These new Visitor Centres seek to attract children and young people. Interiors of the Centres are usually colourful, expositions are equipped with high-tech media, participative and interactive machines and displays, games, 3-D installations, science theatre and show-like presentations, cartoons, animation films, etc. All these audio-visual representations, music and imagery not only provide information on nuclear reactors, but also create strong emotional feelings. As Sumihara (2003, 2019) points out, Visitor Centres at Japanese nuclear plants after the late 1980s began to operate as multifunctional recreational and entertainment facilities. Visitors get access to seaside and natural parks, camping sites, outdoor open grass spaces, field athletic facilities (baseball stadium, swimming pools, tennis courts, etc.), other cultural attractions (i.e. archaeological museums). Visitor Centres started to organize sport and entertainment events (classes, competitions, picnics, etc.) for the local community, to attract people of all generations, families and children. New Visitor Centres included stores selling local commercial products, crafts, food. So, Visitor Centres performed activities such as recreation and tourism, which had nothing to do with nuclear power plants.

Sumihara (2019), comparing the concept of Visitor Centres in Japan and the UK, observed differences in narratives about a nuclear power plant. During a visit to the Visitor Centre at Sellafied in 2002, the researcher found that the UK nuclear plant did not attempt to persuade visitors to adopt a pro-nuclear stance. The exhibition avoids a one-sided depiction of nuclear power.

A debate on opinions supporting and opposing nuclear power explains the advantages and disadvantages of nuclear energy, and offers to “weigh the risks” are presented. Visitors are also introduced to the anti-nuclear movement in the country. It can be assumed that the exposition itself and a more general public discourse on nuclear energy in the UK and other countries were influenced by the antinuclear movement. This narrative is very different from the uncritical construction of nuclear power in Japan before the Fukushima accident in March 2011. From the mid-1970s onwards, public support for nuclear power fell in the UK and the US, exacerbated by the Three Mile Island accident in the US in 1979. Since the 1980s, opposition to nuclear power has been greater ←145 | 146→than support, both in the US and the UK. Similarly, in Sweden, the issue of risk related to nuclear power had begun to enter the public agenda (early 80s) (Storm et al., 2019). Public support for nuclear power was seriously damaged by the Chernobyl accident in 1986. The Chernobyl accident led to anti-nuclear energy movements and protests all over Europe and influenced governance to open the atomic industry to the broad public.

The history of the anti-nuclear movement in Europe defines the content of current communication in current visitor centres. N. Sumihara (2019) states that the myth of safety about nuclear power plants was destroyed by the Fukushima accident. Japan’s Visitor Centres after 3/11 stress that their nuclear power plants have significantly improved safety measures, especially against earthquakes and tsunamis, and introduced new procedures of safety.

Nuclear Power Plants as Objects of Cultural and Historical Heritage

One more development in energy and nuclear tourism is the process of heritagization. Energy tourism presents power plants as objects of industrial heritage; that is why, the features of cultural and heritage tourism stand out here.

* * *

Required actions →
• A. In the passage on nuclear Visitor Centres, rewrite the part that opens with the words containing "The history of" and closes with "procedures of safety.", changing "myth" to "illusion".
• B. List every nuclear accident that the passage on nuclear Visitor Centres names.

* * *

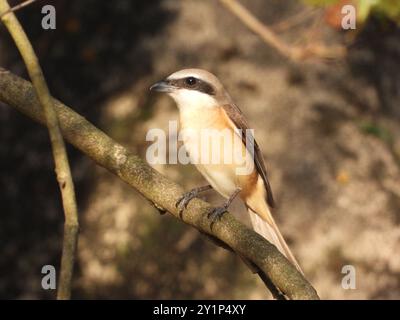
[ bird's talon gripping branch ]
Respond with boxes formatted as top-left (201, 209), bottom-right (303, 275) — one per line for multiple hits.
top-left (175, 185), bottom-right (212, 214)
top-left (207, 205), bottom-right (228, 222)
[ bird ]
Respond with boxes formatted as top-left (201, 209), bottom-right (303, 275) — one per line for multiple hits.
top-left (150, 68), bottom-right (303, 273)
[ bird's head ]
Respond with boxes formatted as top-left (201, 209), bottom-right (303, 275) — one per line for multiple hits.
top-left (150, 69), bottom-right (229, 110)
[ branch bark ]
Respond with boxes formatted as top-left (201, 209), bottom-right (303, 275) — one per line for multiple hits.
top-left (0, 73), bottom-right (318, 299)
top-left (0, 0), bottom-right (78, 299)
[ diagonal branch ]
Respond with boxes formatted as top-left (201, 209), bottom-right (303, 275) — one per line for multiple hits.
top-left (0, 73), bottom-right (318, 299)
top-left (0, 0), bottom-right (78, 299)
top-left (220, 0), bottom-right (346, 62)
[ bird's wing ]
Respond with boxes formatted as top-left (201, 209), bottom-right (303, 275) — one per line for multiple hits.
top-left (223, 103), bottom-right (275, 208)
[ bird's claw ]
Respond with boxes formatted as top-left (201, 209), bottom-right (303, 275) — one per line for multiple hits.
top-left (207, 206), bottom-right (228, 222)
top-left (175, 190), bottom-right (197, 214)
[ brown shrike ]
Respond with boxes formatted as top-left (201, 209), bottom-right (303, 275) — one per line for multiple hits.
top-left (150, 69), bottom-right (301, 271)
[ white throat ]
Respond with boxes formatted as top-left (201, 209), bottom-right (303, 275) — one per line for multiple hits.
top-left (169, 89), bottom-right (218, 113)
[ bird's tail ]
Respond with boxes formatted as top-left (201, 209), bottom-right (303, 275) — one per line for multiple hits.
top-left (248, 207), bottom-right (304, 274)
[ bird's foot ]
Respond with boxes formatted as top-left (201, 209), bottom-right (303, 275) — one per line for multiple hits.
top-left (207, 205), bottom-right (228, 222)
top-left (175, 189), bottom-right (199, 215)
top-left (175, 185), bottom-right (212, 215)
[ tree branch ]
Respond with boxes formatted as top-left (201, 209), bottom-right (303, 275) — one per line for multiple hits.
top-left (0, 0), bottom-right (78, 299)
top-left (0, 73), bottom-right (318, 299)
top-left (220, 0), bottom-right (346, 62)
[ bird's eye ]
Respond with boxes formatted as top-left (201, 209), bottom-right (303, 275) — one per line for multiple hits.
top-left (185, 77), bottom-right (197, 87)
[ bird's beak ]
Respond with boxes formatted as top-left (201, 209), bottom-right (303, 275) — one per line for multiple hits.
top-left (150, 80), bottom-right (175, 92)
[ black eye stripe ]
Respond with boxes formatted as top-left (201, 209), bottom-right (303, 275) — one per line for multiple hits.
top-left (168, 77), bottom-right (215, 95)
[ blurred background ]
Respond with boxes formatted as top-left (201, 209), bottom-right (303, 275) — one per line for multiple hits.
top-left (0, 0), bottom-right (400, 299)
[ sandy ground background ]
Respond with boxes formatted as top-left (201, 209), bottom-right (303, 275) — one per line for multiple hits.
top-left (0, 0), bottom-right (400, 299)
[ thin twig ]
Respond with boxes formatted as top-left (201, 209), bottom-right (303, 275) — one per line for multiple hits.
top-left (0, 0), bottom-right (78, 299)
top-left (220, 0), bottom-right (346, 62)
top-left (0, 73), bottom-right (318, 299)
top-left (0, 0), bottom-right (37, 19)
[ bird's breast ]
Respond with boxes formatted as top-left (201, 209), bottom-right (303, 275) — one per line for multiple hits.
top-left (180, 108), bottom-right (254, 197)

* * *

Your written answers →
• A.
The history of the anti-nuclear movement in Europe defines the content of current communication in current visitor centres. N. Sumihara (2019) states that the illusion of safety about nuclear power plants was destroyed by the Fukushima accident. Japan’s Visitor Centres after 3/11 stress that their nuclear power plants have significantly improved safety measures, especially against earthquakes and tsunamis, and introduced new procedures of safety.

• B.
- Three Mile Island accident (US, 1979)
- Chernobyl accident (1986)
- Fukushima accident (March 2011)